### DO THIS
Could you reproduce, character for character, the rows below, starting with the line containing "Where does the yellow-green" and going on through the line containing "(58, 311), (259, 504)"? Include both of those lines and nothing else.

### PROVIDED RECORDS
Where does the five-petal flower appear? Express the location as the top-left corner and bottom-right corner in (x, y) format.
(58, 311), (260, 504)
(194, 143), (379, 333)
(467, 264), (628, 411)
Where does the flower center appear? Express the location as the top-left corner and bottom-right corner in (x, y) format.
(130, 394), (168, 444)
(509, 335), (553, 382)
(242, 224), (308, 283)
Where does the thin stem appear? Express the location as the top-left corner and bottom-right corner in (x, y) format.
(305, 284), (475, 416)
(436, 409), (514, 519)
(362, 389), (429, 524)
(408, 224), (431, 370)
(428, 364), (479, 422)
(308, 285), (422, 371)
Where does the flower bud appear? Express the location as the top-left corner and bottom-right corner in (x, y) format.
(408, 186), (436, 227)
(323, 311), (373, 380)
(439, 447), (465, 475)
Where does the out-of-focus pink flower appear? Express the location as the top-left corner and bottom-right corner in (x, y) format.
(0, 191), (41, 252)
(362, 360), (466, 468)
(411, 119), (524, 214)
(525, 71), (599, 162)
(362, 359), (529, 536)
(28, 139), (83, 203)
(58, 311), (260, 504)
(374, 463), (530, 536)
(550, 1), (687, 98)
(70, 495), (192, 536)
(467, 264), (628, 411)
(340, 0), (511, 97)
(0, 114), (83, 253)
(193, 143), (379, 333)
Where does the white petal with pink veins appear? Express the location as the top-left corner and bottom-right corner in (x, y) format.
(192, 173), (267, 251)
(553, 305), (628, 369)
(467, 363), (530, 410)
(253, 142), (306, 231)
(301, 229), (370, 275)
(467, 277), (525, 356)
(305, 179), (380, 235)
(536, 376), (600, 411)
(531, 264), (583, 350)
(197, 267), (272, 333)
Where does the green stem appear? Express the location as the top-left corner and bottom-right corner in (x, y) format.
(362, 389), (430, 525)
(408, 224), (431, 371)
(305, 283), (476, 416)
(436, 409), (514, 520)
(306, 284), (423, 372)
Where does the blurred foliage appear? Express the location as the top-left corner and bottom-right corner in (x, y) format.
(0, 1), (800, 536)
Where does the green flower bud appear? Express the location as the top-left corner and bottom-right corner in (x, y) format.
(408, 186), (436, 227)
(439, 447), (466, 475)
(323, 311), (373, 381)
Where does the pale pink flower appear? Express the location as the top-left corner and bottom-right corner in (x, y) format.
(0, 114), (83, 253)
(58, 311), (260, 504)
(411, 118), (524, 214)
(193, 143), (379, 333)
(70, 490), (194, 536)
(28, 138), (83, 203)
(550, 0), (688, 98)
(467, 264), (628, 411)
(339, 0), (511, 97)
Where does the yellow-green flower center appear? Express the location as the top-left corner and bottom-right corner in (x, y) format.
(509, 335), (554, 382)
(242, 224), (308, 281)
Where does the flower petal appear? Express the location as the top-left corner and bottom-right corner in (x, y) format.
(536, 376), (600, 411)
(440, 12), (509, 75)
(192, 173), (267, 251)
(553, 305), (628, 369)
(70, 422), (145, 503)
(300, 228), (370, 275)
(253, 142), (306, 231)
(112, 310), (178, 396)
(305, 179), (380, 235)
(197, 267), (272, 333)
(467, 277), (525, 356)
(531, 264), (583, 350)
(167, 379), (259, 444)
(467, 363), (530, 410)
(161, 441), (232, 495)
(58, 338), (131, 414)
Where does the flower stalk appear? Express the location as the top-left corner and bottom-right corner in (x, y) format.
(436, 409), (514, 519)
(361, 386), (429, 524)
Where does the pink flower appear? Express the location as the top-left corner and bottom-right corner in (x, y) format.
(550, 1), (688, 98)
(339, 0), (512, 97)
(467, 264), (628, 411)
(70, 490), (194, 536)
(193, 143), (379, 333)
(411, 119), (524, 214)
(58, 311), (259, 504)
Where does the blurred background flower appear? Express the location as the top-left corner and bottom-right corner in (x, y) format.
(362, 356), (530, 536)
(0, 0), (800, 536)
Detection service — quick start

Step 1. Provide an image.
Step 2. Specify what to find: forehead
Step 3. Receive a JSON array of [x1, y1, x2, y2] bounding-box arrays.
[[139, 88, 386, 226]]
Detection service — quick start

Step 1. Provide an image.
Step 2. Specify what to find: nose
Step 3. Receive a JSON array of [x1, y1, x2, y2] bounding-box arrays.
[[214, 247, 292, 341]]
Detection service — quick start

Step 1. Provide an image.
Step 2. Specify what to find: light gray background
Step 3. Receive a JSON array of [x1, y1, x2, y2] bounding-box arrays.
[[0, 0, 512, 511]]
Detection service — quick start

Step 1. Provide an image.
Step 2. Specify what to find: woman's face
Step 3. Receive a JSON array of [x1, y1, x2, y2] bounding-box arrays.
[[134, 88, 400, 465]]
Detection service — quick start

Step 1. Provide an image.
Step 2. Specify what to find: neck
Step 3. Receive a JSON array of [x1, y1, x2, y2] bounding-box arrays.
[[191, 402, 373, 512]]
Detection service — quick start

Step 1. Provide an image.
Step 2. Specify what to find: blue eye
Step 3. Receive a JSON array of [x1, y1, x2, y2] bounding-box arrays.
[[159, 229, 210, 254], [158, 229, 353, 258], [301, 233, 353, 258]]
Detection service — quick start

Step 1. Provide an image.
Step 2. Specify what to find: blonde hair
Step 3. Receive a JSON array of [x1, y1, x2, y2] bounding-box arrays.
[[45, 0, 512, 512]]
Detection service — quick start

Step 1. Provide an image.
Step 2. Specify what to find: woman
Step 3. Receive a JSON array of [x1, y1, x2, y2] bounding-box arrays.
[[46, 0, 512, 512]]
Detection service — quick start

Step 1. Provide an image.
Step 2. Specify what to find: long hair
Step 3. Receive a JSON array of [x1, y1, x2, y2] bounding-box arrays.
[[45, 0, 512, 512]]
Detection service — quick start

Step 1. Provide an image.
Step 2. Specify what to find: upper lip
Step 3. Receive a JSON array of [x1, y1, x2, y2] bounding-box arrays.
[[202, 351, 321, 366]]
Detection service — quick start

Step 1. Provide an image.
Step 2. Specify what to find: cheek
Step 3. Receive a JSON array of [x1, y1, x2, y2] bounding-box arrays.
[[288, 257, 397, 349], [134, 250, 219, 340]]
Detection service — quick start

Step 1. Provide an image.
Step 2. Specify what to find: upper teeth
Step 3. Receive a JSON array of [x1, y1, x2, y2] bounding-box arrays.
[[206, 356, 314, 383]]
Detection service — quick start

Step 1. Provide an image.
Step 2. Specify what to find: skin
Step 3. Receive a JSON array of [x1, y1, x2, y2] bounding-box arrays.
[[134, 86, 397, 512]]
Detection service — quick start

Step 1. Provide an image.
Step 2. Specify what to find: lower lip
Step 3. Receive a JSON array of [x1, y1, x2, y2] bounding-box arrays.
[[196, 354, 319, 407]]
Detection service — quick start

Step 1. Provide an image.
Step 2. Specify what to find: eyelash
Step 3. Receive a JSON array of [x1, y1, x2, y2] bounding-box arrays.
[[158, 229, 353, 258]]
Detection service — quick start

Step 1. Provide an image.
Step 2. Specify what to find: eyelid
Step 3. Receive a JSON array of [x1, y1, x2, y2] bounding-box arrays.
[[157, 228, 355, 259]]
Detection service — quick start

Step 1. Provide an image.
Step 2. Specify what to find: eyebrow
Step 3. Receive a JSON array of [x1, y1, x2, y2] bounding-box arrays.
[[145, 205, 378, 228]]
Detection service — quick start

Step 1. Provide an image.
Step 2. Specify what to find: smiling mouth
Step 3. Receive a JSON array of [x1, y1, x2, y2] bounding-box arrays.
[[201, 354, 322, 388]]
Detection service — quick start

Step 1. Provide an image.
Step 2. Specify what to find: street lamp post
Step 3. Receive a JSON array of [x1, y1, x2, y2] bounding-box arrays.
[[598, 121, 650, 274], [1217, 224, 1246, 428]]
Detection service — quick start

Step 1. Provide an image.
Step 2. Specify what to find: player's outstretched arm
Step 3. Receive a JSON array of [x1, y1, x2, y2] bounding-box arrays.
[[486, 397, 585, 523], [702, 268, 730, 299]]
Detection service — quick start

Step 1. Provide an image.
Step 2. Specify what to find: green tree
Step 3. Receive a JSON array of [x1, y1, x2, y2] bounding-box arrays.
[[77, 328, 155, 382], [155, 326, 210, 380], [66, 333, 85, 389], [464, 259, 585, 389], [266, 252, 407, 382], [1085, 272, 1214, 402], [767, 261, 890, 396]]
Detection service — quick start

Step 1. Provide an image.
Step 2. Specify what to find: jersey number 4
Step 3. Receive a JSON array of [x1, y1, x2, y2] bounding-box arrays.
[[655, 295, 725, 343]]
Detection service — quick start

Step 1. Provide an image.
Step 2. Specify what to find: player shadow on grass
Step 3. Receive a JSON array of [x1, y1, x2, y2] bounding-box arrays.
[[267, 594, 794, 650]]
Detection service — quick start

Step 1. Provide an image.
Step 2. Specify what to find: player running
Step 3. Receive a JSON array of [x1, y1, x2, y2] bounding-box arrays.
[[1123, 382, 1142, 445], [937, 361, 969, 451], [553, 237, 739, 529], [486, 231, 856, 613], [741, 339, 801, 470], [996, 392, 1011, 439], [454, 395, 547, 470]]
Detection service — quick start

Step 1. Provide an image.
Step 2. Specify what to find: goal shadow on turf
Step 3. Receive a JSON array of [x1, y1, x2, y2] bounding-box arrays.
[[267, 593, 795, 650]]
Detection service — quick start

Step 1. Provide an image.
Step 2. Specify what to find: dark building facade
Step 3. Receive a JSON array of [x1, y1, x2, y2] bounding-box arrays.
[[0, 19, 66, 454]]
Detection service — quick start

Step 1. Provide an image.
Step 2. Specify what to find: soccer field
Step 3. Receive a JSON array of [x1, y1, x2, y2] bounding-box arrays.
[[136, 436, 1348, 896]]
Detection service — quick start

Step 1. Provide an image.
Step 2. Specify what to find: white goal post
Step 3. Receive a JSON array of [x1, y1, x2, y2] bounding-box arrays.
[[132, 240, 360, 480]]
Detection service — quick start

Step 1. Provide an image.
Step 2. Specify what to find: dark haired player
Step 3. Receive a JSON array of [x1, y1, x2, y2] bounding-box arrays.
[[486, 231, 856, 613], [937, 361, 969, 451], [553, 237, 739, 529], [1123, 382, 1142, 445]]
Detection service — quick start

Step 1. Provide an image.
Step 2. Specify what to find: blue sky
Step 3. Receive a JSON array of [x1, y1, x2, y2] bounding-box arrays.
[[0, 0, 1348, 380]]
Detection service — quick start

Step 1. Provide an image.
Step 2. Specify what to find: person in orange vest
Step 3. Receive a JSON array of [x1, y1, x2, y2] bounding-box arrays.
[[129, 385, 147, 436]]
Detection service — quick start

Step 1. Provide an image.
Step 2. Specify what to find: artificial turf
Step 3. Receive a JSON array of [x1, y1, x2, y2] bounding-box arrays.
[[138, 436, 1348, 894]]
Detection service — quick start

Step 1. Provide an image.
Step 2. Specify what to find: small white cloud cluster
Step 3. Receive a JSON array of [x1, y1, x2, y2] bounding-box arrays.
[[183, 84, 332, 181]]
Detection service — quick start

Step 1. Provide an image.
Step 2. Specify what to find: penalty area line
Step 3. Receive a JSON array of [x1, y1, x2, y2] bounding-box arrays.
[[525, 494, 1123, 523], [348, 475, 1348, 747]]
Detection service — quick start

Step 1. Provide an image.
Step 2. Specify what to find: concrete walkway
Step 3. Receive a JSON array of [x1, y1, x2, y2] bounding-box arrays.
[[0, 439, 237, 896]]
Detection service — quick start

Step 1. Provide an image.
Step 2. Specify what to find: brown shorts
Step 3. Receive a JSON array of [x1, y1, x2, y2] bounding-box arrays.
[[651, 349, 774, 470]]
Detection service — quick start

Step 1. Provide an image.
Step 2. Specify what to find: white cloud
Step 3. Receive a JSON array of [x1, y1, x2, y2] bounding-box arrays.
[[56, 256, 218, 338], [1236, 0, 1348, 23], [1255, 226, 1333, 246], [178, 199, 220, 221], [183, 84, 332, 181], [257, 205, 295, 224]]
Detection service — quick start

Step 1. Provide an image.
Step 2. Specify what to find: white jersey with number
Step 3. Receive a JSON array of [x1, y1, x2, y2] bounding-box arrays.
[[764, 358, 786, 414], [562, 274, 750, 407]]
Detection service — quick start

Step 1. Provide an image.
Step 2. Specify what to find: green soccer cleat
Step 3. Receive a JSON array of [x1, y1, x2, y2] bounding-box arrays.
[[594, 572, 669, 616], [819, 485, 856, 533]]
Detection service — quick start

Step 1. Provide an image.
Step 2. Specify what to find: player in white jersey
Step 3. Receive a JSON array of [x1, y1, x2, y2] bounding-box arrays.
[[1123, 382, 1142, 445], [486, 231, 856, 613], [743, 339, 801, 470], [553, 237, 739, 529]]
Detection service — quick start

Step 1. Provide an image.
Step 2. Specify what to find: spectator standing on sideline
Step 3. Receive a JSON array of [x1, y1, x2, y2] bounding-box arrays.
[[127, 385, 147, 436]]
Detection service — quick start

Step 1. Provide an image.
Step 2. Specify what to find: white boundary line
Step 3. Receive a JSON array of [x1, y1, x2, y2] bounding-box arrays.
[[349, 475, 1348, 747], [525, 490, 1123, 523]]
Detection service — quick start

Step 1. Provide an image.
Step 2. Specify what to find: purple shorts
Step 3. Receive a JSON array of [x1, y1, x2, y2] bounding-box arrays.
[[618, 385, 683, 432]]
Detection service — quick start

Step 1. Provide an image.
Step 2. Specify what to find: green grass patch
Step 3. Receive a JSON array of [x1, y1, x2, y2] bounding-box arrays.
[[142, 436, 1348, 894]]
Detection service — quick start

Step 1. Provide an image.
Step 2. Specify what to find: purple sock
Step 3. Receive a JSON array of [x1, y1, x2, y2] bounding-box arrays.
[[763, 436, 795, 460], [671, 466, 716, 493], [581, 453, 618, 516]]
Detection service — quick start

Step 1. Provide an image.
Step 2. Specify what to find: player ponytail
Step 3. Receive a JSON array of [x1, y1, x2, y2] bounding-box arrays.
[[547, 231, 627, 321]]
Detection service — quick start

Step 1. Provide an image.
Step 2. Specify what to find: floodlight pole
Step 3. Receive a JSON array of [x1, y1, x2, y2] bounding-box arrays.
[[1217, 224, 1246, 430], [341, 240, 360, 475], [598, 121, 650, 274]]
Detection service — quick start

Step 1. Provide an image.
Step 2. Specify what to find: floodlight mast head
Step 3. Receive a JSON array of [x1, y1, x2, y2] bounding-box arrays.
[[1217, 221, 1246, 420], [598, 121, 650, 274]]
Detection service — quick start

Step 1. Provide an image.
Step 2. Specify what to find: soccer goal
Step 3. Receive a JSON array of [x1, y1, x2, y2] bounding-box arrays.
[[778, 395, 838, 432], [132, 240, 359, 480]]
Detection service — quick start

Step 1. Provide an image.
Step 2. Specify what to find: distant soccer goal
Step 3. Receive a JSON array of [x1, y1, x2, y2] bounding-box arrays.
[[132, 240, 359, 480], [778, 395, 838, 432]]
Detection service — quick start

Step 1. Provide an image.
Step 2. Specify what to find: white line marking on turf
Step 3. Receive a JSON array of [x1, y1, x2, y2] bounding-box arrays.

### RESULT FOR THIS TASK
Where does the yellow-green flower center appear? Express the location as the top-left corner and bottom-right corner in (x, y) format.
(509, 335), (554, 382)
(242, 224), (308, 281)
Where does the flower petal appear? Express the location as the top-left corner and bottom-right corner in (x, y) format.
(536, 376), (600, 411)
(440, 12), (509, 75)
(192, 173), (267, 251)
(553, 305), (628, 369)
(70, 422), (145, 503)
(300, 228), (370, 275)
(253, 142), (306, 231)
(112, 310), (178, 396)
(305, 179), (380, 235)
(197, 267), (272, 333)
(467, 277), (525, 356)
(531, 264), (583, 350)
(167, 379), (259, 444)
(467, 363), (530, 410)
(161, 441), (232, 495)
(58, 338), (131, 414)
Where does the flower stalk appear? Express the location as the top-left corner and bottom-right corner in (x, y) format.
(436, 409), (514, 519)
(361, 386), (429, 524)
Where does the pink flower appear? Express the location as the top-left corner and bottom-right corner in (x, y) format.
(550, 1), (688, 98)
(339, 0), (512, 97)
(467, 264), (628, 411)
(70, 490), (194, 536)
(193, 143), (379, 333)
(411, 119), (524, 214)
(58, 311), (259, 504)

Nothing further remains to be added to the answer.